(Material supplied begins)

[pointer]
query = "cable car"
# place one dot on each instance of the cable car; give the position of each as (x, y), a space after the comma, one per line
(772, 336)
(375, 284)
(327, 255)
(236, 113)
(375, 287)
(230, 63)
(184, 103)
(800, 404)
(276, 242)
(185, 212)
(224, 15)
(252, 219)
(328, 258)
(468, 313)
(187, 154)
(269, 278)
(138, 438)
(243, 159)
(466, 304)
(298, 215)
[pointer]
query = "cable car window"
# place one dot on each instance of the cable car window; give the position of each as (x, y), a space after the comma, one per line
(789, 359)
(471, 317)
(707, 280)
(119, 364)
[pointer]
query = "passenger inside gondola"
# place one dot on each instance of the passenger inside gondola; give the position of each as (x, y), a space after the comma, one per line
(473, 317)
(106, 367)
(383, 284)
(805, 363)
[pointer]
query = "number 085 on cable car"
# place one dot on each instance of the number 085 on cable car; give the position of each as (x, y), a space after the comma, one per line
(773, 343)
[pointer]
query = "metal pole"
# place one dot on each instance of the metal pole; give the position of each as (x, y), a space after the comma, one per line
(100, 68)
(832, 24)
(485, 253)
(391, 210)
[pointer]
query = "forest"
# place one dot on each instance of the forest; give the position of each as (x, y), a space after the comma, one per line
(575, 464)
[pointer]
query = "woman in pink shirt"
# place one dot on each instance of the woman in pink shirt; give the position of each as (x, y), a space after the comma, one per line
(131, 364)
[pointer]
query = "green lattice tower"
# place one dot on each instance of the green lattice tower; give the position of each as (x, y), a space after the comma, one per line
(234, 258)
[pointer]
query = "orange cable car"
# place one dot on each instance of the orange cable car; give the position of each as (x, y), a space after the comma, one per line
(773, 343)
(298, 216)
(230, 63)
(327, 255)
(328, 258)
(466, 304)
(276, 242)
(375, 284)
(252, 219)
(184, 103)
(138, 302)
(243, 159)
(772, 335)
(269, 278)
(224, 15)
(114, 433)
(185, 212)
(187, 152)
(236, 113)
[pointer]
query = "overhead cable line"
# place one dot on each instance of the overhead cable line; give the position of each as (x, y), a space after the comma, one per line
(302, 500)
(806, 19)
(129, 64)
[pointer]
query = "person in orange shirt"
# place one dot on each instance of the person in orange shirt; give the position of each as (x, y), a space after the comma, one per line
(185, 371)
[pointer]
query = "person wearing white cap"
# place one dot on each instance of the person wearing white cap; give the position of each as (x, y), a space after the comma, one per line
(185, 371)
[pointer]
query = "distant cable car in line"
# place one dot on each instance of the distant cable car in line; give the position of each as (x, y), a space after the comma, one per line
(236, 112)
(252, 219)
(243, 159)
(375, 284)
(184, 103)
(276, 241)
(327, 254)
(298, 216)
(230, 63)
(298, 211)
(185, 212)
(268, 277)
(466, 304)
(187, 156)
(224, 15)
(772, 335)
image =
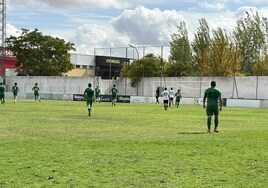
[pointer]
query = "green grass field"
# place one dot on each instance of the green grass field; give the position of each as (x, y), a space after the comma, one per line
(55, 144)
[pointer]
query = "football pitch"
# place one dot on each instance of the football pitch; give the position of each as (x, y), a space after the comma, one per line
(56, 144)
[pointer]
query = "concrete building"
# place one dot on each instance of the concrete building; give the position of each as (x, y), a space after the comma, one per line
(105, 67)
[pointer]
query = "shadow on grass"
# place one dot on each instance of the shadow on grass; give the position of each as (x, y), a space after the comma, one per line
(192, 133)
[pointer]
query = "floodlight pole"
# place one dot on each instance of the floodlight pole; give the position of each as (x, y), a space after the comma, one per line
(138, 55)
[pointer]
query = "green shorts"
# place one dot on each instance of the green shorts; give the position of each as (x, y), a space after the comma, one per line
(211, 112)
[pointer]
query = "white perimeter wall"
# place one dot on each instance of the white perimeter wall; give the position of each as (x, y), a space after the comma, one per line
(191, 87)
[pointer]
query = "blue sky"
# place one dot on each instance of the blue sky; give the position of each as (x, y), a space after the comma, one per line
(93, 24)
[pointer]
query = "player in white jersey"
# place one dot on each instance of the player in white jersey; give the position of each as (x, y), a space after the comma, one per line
(171, 96)
(165, 95)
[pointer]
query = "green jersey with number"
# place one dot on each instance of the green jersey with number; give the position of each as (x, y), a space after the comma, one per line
(178, 96)
(15, 90)
(212, 95)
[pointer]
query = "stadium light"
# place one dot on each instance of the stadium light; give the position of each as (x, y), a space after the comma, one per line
(138, 55)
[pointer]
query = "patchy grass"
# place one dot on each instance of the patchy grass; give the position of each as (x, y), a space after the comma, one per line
(55, 143)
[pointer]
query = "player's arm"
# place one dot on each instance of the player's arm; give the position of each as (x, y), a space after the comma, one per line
(220, 101)
(204, 101)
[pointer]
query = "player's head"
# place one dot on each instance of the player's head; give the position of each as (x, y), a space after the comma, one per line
(213, 83)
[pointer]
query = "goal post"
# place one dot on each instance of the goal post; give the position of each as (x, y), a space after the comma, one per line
(189, 89)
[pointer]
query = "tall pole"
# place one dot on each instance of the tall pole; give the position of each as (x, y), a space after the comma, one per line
(3, 39)
(138, 55)
(134, 47)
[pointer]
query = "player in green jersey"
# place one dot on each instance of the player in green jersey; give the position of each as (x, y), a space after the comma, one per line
(97, 94)
(2, 93)
(114, 91)
(89, 96)
(178, 98)
(15, 90)
(36, 92)
(212, 96)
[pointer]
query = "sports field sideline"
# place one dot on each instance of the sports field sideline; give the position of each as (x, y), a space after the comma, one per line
(55, 143)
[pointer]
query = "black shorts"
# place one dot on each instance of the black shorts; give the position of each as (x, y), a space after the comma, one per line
(165, 101)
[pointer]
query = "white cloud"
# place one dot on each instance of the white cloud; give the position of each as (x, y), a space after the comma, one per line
(38, 4)
(90, 36)
(147, 26)
(217, 6)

(Material supplied ends)

● Aim of the task:
Everything in the data except the pictures must be transcribed exactly.

● Answer:
[pointer]
query = "cable car"
# place one dot on each instance of the cable car; give the position of each as (x, y), a space after the comma, one per line
(772, 336)
(375, 284)
(327, 255)
(236, 113)
(375, 287)
(230, 63)
(184, 103)
(800, 404)
(276, 242)
(185, 212)
(224, 15)
(252, 219)
(328, 258)
(468, 313)
(187, 154)
(269, 278)
(138, 438)
(243, 159)
(466, 304)
(298, 215)
[pointer]
query = "cable car window"
# place one dot on each instance of the cable car window; give the position of each as (x, y), a space after the comma, one per line
(789, 359)
(471, 317)
(707, 280)
(119, 364)
[pointer]
query = "passenger inside gondola"
# place one dot on each instance of the passenger inside gondola; give the position of each as (x, y), a space after the comma, one per line
(473, 317)
(106, 367)
(383, 284)
(805, 363)
[pointer]
query = "number 085 on cable car"
# place one dot on each instance of the number 085 on cable car; give the position of each as (x, y), a space after the comma, one per line
(773, 343)
[pointer]
query = "metal pole"
# place one dot on each instance of the metal pole; give the position of each as (x, y), a space after the comma, one per line
(100, 68)
(832, 24)
(485, 253)
(391, 210)
[pointer]
query = "forest"
# place one dot on each instance of the forest; give the position of each as (x, y), a space after the comma, one per line
(575, 464)
[pointer]
query = "woman in pink shirt"
# place one dot on each instance of the woman in pink shirt; give the position of each as (x, y), a space after the comma, one per line
(131, 364)
[pointer]
query = "green lattice tower"
# place one dot on each instance of the green lattice tower; give the position of each as (x, y), a space after the comma, one per line
(234, 258)
[pointer]
query = "orange cable car"
# place one dot on each instance of the orange cable car; give the position of each as (x, y), a space after the comma, one per line
(773, 343)
(298, 216)
(230, 63)
(327, 255)
(328, 258)
(466, 304)
(276, 242)
(375, 284)
(252, 219)
(184, 103)
(138, 302)
(243, 159)
(772, 335)
(269, 278)
(224, 15)
(114, 433)
(185, 212)
(187, 152)
(236, 113)
[pointer]
query = "overhead cable line"
# place one dot on each instance of the overhead cable line; give the position of each as (x, y), a space after the comma, one per line
(302, 500)
(806, 19)
(129, 64)
[pointer]
query = "person in orange shirt"
# place one dot on each instance of the person in orange shirt; give the position of each as (x, y), a space after the comma, one per line
(185, 371)
[pointer]
query = "person wearing white cap"
# place one dot on each instance of the person wearing white cap; give the position of each as (x, y), a space after the comma, one per line
(185, 371)
[pointer]
query = "distant cable car in line"
# place one dot on each instance of the distant cable car in line; give the position of each as (x, y), a space after the comma, one per line
(236, 112)
(252, 219)
(243, 159)
(375, 284)
(184, 103)
(276, 241)
(327, 254)
(298, 216)
(230, 63)
(298, 211)
(185, 212)
(268, 277)
(466, 304)
(187, 156)
(224, 15)
(772, 335)
image =
[pointer]
query = "green grass field"
# place one dot on each instance of the green grass field; give the position of each as (x, y), a space after the comma, one per line
(55, 144)
[pointer]
query = "football pitch"
# place one dot on each instance of the football pitch; give the position of each as (x, y), a space after the comma, one per line
(56, 144)
[pointer]
query = "concrete building"
# place one dot on each instance of the concrete building; give the position of each as (x, y), a space after the comma, one per line
(105, 67)
[pointer]
query = "shadow on grass"
# place one dot on each instance of the shadow on grass; give the position of each as (x, y), a space after the comma, one per line
(192, 133)
[pointer]
query = "floodlight pole"
# place one dot on each instance of the floodlight pole; give the position of each as (x, y), a space after the comma, one per line
(138, 55)
[pointer]
query = "green shorts"
# place one dot on each instance of the green shorts; give the position of each as (x, y), a space after the comma, one per line
(211, 112)
[pointer]
query = "white perimeter wall"
# place one dot on each instance of the white perimeter wall; give the position of each as (x, y), a space after the comma, one per line
(191, 87)
[pointer]
query = "blue sky"
# place one dot on each instance of the blue sky; give the position of each as (x, y), a space after the comma, one per line
(93, 24)
[pointer]
query = "player in white jersey"
# place one dot on each instance of the player in white jersey; give the position of each as (x, y), a space after the comma, one per line
(171, 96)
(165, 95)
[pointer]
query = "green jersey with number"
# place one dot on each instance of the green jersey with number; give the position of each as (x, y), a space after the comma, one per line
(178, 96)
(15, 90)
(212, 95)
[pointer]
query = "stadium light"
# place one dot on each instance of the stadium light; give the position of each as (x, y), a space after the comma, one per line
(138, 55)
[pointer]
query = "patchy grass"
# place one dot on each instance of the patchy grass; give the position of each as (x, y), a space after the comma, one per line
(55, 143)
[pointer]
query = "player's arm"
# place one dot on each instance of the player's arm; give the position of each as (x, y), a space after the comma, one per line
(220, 101)
(204, 101)
[pointer]
query = "player's head"
# place one dot on each instance of the player's head; give the position of each as (x, y), a space after the comma, one per line
(213, 83)
[pointer]
query = "goal post"
# place one dot on each instance of the goal post; give the position of each as (x, y), a space after the comma, one per line
(189, 89)
[pointer]
query = "tall pole"
# place one dot on each instance of the tall pole; give the position of each as (x, y), a space after the comma, one per line
(3, 39)
(138, 55)
(134, 47)
[pointer]
query = "player in green jersey"
# place one dot on each instance of the player in green jersey; give the position of each as (x, y), a space after the comma, one per line
(97, 94)
(2, 93)
(114, 91)
(89, 96)
(178, 98)
(15, 90)
(36, 92)
(212, 96)
[pointer]
query = "sports field sideline"
# place one dot on each instance of the sports field sideline; give the position of each as (x, y), a space after the comma, one per line
(55, 143)
[pointer]
query = "black shorts"
# place one dot on each instance of the black shorts; give the position of each as (x, y), a space after the comma, one per line
(165, 101)
[pointer]
query = "white cloud"
# place one dot on each instance of the white cloud; give the position of each as (x, y), a space after the comma, one per line
(38, 4)
(90, 36)
(147, 26)
(217, 6)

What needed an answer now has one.